• PROBLEM REQUIREMENTS:
Reproduce the entries below, changing each occurrence of "Target" to "Object" and leaving everything else untouched.

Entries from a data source
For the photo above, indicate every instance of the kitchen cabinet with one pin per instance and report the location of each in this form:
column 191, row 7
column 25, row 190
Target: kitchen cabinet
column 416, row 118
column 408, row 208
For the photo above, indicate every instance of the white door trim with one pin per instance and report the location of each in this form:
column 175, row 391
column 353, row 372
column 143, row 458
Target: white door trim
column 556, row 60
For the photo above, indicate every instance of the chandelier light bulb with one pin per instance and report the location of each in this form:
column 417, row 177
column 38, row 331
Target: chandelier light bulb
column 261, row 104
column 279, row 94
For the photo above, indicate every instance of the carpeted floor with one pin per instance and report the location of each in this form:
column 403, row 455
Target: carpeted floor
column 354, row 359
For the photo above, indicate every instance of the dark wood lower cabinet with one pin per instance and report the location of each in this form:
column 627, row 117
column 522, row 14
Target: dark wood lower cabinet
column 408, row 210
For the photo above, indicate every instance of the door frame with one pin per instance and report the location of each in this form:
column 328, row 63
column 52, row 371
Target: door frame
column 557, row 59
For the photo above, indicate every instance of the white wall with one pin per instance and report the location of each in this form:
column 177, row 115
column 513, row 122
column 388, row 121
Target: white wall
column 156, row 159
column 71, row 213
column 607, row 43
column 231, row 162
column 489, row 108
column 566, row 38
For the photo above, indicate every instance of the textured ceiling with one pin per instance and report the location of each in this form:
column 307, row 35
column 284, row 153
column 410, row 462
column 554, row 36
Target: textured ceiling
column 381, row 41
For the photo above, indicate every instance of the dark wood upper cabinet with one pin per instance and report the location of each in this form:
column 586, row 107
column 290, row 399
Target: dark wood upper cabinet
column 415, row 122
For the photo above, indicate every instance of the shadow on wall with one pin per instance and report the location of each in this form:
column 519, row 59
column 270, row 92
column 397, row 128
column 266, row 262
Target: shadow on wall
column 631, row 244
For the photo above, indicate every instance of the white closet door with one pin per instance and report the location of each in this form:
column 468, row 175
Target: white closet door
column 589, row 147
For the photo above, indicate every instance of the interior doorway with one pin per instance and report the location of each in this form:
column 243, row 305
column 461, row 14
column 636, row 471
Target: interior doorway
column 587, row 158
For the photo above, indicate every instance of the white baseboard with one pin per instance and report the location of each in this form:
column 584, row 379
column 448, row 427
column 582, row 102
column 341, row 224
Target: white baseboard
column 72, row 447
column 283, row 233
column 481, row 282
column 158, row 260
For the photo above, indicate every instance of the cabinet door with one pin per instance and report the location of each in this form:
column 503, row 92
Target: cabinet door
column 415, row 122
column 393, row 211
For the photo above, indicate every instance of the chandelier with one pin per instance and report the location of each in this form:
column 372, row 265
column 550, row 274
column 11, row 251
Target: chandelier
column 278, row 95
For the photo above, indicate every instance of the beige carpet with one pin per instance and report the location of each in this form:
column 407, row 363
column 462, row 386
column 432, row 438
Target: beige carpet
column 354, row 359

• RESPONSE FOR THIS EXERCISE:
For the photo above, indicate every instance of the kitchen cabinet with one pin per instance and report the location of each in this form:
column 191, row 7
column 25, row 190
Object: kitchen cabinet
column 416, row 118
column 408, row 208
For the photo above, indicate every instance of the white door trim with one pin per instance and report the location of each in this form:
column 175, row 391
column 353, row 372
column 143, row 458
Object: white door trim
column 556, row 60
For the photo above, indicate every instance of the chandelier light bulb with one pin per instance and report the location of each in this form:
column 417, row 177
column 38, row 331
Object: chandelier light bulb
column 261, row 104
column 279, row 94
For the photo above, indicate every instance of the carpeted floor with one pin per instance and report the location of each in this form:
column 403, row 455
Object: carpeted floor
column 354, row 359
For the photo above, indicate every instance of the dark wood lower cabinet with one pin per instance and report the location of each in this form:
column 627, row 117
column 522, row 14
Object: dark wood lower cabinet
column 408, row 210
For the photo above, indicate every instance of the door frame with one pin per instance and report the location of each in this form:
column 328, row 63
column 52, row 371
Object: door frame
column 557, row 59
For the photo above, indicate every instance of the white wall with one pin per instance and report the location of each in this form:
column 177, row 115
column 513, row 122
column 388, row 121
Object: white wall
column 156, row 159
column 71, row 213
column 607, row 43
column 231, row 162
column 489, row 108
column 566, row 38
For the photo above, indicate every instance of the textured ceiling with one pin per instance and report the location of each in this form:
column 307, row 35
column 284, row 153
column 410, row 462
column 554, row 36
Object: textured ceiling
column 381, row 41
For the photo above, indicate every instance of the dark wood upper cabinet with one pin per instance and report the location of each in this form:
column 586, row 107
column 290, row 399
Object: dark wood upper cabinet
column 415, row 122
For the photo above, indicate every instance of the shadow on wall with one pin per instance and report the location of each in this form:
column 519, row 59
column 270, row 92
column 397, row 128
column 266, row 262
Object: shadow on wall
column 631, row 244
For the photo above, indicate every instance of the white closet door with one pin per instance and report the location of each in this form:
column 468, row 175
Object: white closet door
column 589, row 147
For the photo above, indicate every instance of the interior doorway with one pin per instance and report the location of each in this form:
column 243, row 305
column 461, row 14
column 636, row 471
Object: interior doorway
column 587, row 158
For the photo above, indicate every instance of the white baseboard with one pin per instance and report the location of each in this form:
column 584, row 379
column 448, row 427
column 582, row 102
column 341, row 224
Object: white baseboard
column 72, row 447
column 283, row 233
column 481, row 282
column 158, row 260
For the photo above, indicate every instance of the cabinet door with one pin per instance and report the location of each in this form:
column 503, row 92
Object: cabinet door
column 415, row 122
column 393, row 211
For the photo above, indicate every instance of the chandelier with one pin per instance and report the location of each in this form:
column 372, row 265
column 550, row 274
column 11, row 251
Object: chandelier
column 278, row 95
For the photo above, indicate every instance of the beige carpet with one pin per instance and report the location of each in this form:
column 407, row 363
column 462, row 386
column 432, row 438
Object: beige carpet
column 354, row 359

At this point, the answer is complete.